- **Set task**
Can you transcribe every line of the listing below without changing a single character?

- **Available data**
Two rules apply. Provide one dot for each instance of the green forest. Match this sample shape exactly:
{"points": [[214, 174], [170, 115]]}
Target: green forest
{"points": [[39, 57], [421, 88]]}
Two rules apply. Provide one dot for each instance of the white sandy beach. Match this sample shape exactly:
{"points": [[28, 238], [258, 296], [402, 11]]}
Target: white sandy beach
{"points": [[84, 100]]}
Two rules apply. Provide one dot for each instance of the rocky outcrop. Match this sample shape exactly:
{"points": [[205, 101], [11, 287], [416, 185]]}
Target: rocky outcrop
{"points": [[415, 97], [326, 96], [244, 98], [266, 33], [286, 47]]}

- **Solution to this problem**
Two rules apply. Provide one dot for each instance of the green forest. Match this sample shape exactly:
{"points": [[214, 174], [170, 115]]}
Target: green forest
{"points": [[39, 57], [421, 88]]}
Two rules apply. Provide one dot for each instance of the white sandy beach. Match this sample shape exactly:
{"points": [[28, 238], [258, 296], [402, 11]]}
Target: white sandy beach
{"points": [[84, 100]]}
Two rules apply. Provide one dot for each instance of the rocky outcrop. Match this sample shape exactly:
{"points": [[205, 101], [11, 287], [416, 185]]}
Target: rocky outcrop
{"points": [[415, 97], [326, 96], [244, 98], [266, 33], [286, 47]]}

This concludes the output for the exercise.